▶ [Provided text]:
§

Best Contract: Hakeem Nicks

 

For whatever reason I have always liked Hakeem Nicks and feel as if this contract has the potential to be the steal of the offseason. While Nicks has never been the same following injuries I do wonder how much of that has been a lack of desire and concentration on his part. He has a tendency to do dump things on the field like attempting a one hand highlight grab when a normal catch will suffice, but I just feel as if he should be so motivated after the lack of interest in him in free agency.

The free agent offseason should be a wakeup call to Nicks, who went into 2013 thinking he could sleepwalk his way into an $11 million a year contract like Dwayne Bowe, Mike Wallace, and Percy Harvin did the year before. The Colts got him for next to nothing- a one year $4 million contract with $2.25 million guaranteed and $400,000 tied to playing time. That’s less money than was earned by Julian Edelman, Riley Cooper, Andre Roberts, Jeremy Maclin and a number of others who don’t have either the track record or upside as Nicks.

I know a lot of people dislike Nicks, but this is a contract that is essentially 50 cents on the dollar for a team that plays in a perfect environment and likes to air the football out. This is the ideal situation for both the Colts and Nicks. If they cant get greatness out of him likely nobody will, but at this price it’s well worth the risk associated with the contract.

 

 

Worst Contract: Erik Walden

 

I  think you simply go back to the 2013 free agency class and take your pick of bad contracts with the Colts. You have what was likely a mix up on Gosder Cherilus contract, an overpayment for Laron Landry, a bad idea that Greg Toler could be an effective starter, among other moves. But nothing that happened in 2013 really changed my mind that Erik Walden continues to be the worst contract on the team.

§

▶ [Rows]:
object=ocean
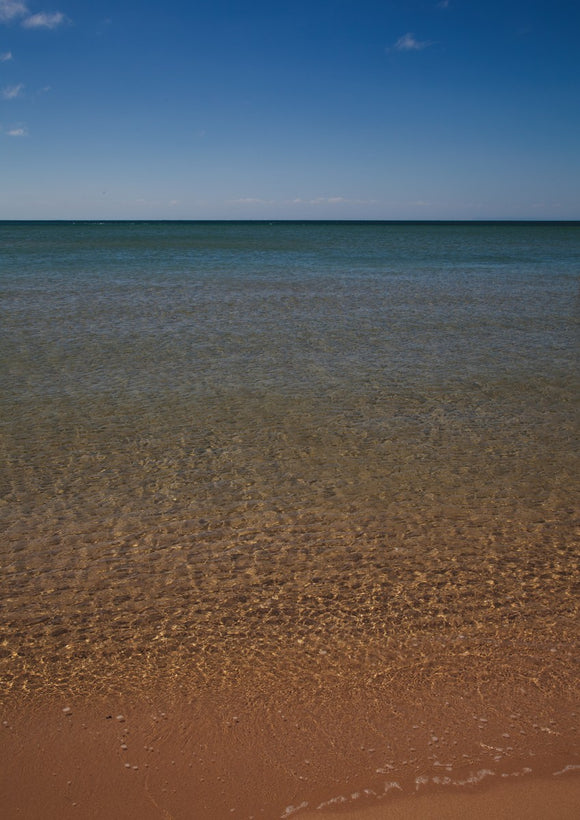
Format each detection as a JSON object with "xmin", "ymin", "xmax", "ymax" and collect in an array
[
  {"xmin": 0, "ymin": 222, "xmax": 580, "ymax": 817},
  {"xmin": 0, "ymin": 222, "xmax": 580, "ymax": 690}
]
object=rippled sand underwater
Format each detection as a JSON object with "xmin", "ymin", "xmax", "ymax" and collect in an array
[{"xmin": 0, "ymin": 223, "xmax": 580, "ymax": 780}]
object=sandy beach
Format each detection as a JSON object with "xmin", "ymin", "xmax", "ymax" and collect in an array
[{"xmin": 0, "ymin": 660, "xmax": 580, "ymax": 820}]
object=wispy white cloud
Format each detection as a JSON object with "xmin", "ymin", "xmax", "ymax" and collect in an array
[
  {"xmin": 291, "ymin": 196, "xmax": 375, "ymax": 206},
  {"xmin": 0, "ymin": 0, "xmax": 28, "ymax": 23},
  {"xmin": 228, "ymin": 196, "xmax": 274, "ymax": 205},
  {"xmin": 393, "ymin": 31, "xmax": 432, "ymax": 51},
  {"xmin": 2, "ymin": 83, "xmax": 24, "ymax": 100},
  {"xmin": 22, "ymin": 11, "xmax": 68, "ymax": 29}
]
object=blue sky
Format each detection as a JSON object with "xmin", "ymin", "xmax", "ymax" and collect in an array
[{"xmin": 0, "ymin": 0, "xmax": 580, "ymax": 219}]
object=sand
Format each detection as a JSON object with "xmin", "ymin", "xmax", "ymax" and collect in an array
[{"xmin": 0, "ymin": 687, "xmax": 580, "ymax": 820}]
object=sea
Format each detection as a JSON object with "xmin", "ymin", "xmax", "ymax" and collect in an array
[{"xmin": 0, "ymin": 221, "xmax": 580, "ymax": 784}]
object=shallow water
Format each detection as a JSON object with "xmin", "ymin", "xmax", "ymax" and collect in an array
[{"xmin": 0, "ymin": 223, "xmax": 580, "ymax": 712}]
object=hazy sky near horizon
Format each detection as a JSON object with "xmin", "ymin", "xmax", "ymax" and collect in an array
[{"xmin": 0, "ymin": 0, "xmax": 580, "ymax": 219}]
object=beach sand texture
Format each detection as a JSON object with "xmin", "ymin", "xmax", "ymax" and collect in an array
[{"xmin": 0, "ymin": 225, "xmax": 580, "ymax": 820}]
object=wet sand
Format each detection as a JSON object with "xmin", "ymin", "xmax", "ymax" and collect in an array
[{"xmin": 0, "ymin": 677, "xmax": 580, "ymax": 820}]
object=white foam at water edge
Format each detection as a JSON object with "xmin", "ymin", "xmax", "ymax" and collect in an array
[
  {"xmin": 280, "ymin": 802, "xmax": 308, "ymax": 820},
  {"xmin": 554, "ymin": 763, "xmax": 580, "ymax": 777},
  {"xmin": 415, "ymin": 769, "xmax": 495, "ymax": 791}
]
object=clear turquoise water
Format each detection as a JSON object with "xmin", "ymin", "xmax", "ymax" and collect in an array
[{"xmin": 0, "ymin": 222, "xmax": 580, "ymax": 704}]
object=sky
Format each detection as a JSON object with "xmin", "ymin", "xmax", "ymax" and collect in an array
[{"xmin": 0, "ymin": 0, "xmax": 580, "ymax": 219}]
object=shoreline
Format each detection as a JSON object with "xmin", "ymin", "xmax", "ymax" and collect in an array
[{"xmin": 0, "ymin": 676, "xmax": 580, "ymax": 820}]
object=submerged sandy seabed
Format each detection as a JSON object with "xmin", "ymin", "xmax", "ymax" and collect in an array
[
  {"xmin": 0, "ymin": 510, "xmax": 580, "ymax": 820},
  {"xmin": 0, "ymin": 655, "xmax": 580, "ymax": 820}
]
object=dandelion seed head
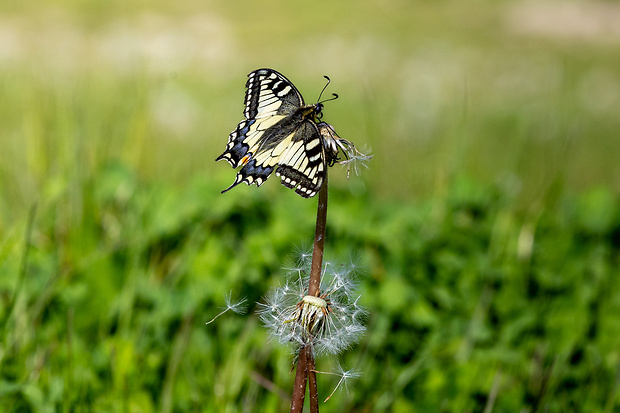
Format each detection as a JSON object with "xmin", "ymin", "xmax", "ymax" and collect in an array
[{"xmin": 258, "ymin": 262, "xmax": 365, "ymax": 354}]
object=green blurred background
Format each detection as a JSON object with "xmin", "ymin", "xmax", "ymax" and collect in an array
[{"xmin": 0, "ymin": 0, "xmax": 620, "ymax": 412}]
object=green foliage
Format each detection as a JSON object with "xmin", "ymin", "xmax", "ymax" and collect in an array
[
  {"xmin": 0, "ymin": 0, "xmax": 620, "ymax": 413},
  {"xmin": 0, "ymin": 164, "xmax": 620, "ymax": 411}
]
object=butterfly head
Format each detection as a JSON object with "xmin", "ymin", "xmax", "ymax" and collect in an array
[{"xmin": 314, "ymin": 102, "xmax": 323, "ymax": 120}]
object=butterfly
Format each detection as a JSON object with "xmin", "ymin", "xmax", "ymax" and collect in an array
[{"xmin": 216, "ymin": 69, "xmax": 344, "ymax": 198}]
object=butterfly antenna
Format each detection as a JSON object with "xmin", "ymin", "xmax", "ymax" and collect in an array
[{"xmin": 317, "ymin": 76, "xmax": 338, "ymax": 103}]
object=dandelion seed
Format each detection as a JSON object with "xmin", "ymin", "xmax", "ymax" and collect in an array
[
  {"xmin": 313, "ymin": 364, "xmax": 362, "ymax": 403},
  {"xmin": 205, "ymin": 291, "xmax": 247, "ymax": 324},
  {"xmin": 259, "ymin": 262, "xmax": 365, "ymax": 354}
]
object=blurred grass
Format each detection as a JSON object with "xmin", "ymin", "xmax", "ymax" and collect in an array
[{"xmin": 0, "ymin": 0, "xmax": 620, "ymax": 412}]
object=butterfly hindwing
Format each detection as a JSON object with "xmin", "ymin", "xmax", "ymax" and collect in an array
[
  {"xmin": 276, "ymin": 121, "xmax": 326, "ymax": 198},
  {"xmin": 216, "ymin": 69, "xmax": 334, "ymax": 198}
]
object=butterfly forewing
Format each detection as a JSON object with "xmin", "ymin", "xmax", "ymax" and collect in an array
[{"xmin": 216, "ymin": 69, "xmax": 334, "ymax": 198}]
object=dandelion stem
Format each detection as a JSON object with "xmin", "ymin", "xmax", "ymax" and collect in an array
[
  {"xmin": 308, "ymin": 174, "xmax": 327, "ymax": 297},
  {"xmin": 291, "ymin": 345, "xmax": 312, "ymax": 413},
  {"xmin": 291, "ymin": 173, "xmax": 327, "ymax": 413}
]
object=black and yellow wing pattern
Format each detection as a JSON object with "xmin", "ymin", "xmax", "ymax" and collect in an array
[{"xmin": 216, "ymin": 69, "xmax": 338, "ymax": 198}]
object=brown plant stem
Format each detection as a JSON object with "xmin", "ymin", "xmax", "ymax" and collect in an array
[{"xmin": 291, "ymin": 174, "xmax": 327, "ymax": 413}]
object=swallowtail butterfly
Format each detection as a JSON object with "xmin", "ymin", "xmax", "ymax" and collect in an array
[{"xmin": 216, "ymin": 69, "xmax": 348, "ymax": 198}]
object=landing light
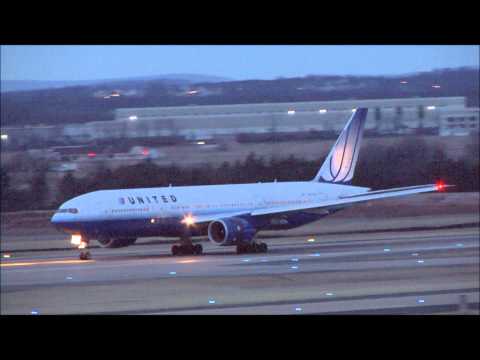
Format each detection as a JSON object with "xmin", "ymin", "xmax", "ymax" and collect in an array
[
  {"xmin": 435, "ymin": 180, "xmax": 445, "ymax": 191},
  {"xmin": 70, "ymin": 235, "xmax": 82, "ymax": 246},
  {"xmin": 182, "ymin": 214, "xmax": 196, "ymax": 226}
]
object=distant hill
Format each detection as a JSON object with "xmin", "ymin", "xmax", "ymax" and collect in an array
[
  {"xmin": 1, "ymin": 68, "xmax": 480, "ymax": 127},
  {"xmin": 1, "ymin": 74, "xmax": 232, "ymax": 92}
]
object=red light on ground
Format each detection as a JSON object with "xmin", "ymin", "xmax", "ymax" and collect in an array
[{"xmin": 435, "ymin": 180, "xmax": 445, "ymax": 191}]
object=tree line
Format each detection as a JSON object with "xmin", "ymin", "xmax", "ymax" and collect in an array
[{"xmin": 1, "ymin": 136, "xmax": 480, "ymax": 211}]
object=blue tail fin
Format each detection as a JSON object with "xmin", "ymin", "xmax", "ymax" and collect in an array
[{"xmin": 313, "ymin": 108, "xmax": 368, "ymax": 183}]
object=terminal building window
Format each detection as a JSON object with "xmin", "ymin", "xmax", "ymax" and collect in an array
[{"xmin": 417, "ymin": 105, "xmax": 425, "ymax": 119}]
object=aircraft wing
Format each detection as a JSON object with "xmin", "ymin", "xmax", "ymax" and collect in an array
[{"xmin": 250, "ymin": 184, "xmax": 453, "ymax": 216}]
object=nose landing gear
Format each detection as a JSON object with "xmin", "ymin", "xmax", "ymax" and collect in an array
[
  {"xmin": 70, "ymin": 235, "xmax": 92, "ymax": 260},
  {"xmin": 237, "ymin": 242, "xmax": 268, "ymax": 254}
]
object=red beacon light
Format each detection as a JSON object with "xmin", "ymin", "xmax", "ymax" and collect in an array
[{"xmin": 435, "ymin": 180, "xmax": 446, "ymax": 191}]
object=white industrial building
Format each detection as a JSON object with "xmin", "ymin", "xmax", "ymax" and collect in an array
[
  {"xmin": 2, "ymin": 97, "xmax": 479, "ymax": 146},
  {"xmin": 440, "ymin": 108, "xmax": 480, "ymax": 136}
]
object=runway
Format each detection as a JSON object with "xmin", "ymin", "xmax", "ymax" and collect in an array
[{"xmin": 1, "ymin": 228, "xmax": 480, "ymax": 314}]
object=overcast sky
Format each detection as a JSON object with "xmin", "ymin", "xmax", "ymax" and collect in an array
[{"xmin": 1, "ymin": 45, "xmax": 479, "ymax": 80}]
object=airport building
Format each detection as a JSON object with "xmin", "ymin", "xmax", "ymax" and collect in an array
[
  {"xmin": 2, "ymin": 97, "xmax": 479, "ymax": 147},
  {"xmin": 440, "ymin": 108, "xmax": 480, "ymax": 136},
  {"xmin": 74, "ymin": 97, "xmax": 472, "ymax": 140}
]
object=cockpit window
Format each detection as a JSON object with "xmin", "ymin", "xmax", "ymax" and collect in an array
[{"xmin": 56, "ymin": 208, "xmax": 78, "ymax": 214}]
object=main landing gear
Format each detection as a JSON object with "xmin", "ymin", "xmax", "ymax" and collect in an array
[
  {"xmin": 78, "ymin": 237, "xmax": 92, "ymax": 260},
  {"xmin": 172, "ymin": 237, "xmax": 203, "ymax": 256},
  {"xmin": 237, "ymin": 242, "xmax": 268, "ymax": 254}
]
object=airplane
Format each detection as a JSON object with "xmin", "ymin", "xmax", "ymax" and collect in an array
[{"xmin": 51, "ymin": 108, "xmax": 453, "ymax": 259}]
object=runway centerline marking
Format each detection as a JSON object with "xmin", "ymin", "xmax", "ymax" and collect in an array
[{"xmin": 0, "ymin": 260, "xmax": 95, "ymax": 267}]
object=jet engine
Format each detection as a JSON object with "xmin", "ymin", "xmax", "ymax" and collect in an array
[
  {"xmin": 97, "ymin": 237, "xmax": 137, "ymax": 248},
  {"xmin": 208, "ymin": 217, "xmax": 257, "ymax": 246}
]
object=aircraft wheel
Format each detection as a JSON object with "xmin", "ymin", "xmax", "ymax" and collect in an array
[
  {"xmin": 237, "ymin": 244, "xmax": 248, "ymax": 255},
  {"xmin": 258, "ymin": 243, "xmax": 268, "ymax": 253},
  {"xmin": 80, "ymin": 251, "xmax": 92, "ymax": 260}
]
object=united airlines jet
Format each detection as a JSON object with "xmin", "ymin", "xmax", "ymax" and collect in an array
[{"xmin": 51, "ymin": 108, "xmax": 448, "ymax": 258}]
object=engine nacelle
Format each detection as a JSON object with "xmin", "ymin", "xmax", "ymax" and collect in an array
[
  {"xmin": 208, "ymin": 217, "xmax": 257, "ymax": 246},
  {"xmin": 97, "ymin": 238, "xmax": 137, "ymax": 248}
]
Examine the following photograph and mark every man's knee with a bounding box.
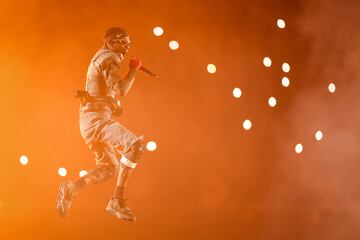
[120,139,145,168]
[124,139,145,163]
[85,166,116,184]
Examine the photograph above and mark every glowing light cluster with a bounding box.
[233,88,242,98]
[146,141,157,152]
[281,77,290,87]
[243,119,252,130]
[315,130,324,141]
[19,155,29,166]
[207,63,216,74]
[295,143,304,154]
[153,27,164,37]
[268,97,276,107]
[282,63,290,73]
[328,83,336,93]
[277,19,286,29]
[169,40,180,51]
[58,167,67,177]
[263,57,272,67]
[79,170,87,177]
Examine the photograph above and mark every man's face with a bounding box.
[108,35,131,55]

§

▶ [Direction 1]: In the text about Colts contracts, retype the passage starting with "The free agent" and going on through "upside as Nicks.".
▶ [Direction 2]: Which players does the text about Colts contracts name as having earned more money than Nicks's contract with the Colts?
The lines have no connection to the text about Colts contracts.

▶ [Worked solution 1]:
The free agent offseason should be a wakeup call to Nicks, who went into 2013 thinking he could sleepwalk his way into an $11 million a year contract like Dwayne Bowe, Mike Wallace, and Percy Harvin did the year before. The Colts got him for next to nothing- a one year $4 million contract with $2.25 million guaranteed and $400,000 tied to playing time. That’s less money than was earned by Julian Edelman, Riley Cooper, Andre Roberts, Jeremy Maclin and a number of others who don’t have either the track record or upside as Nicks.

▶ [Worked solution 2]: Julian Edelman, Riley Cooper, Andre Roberts, Jeremy Maclin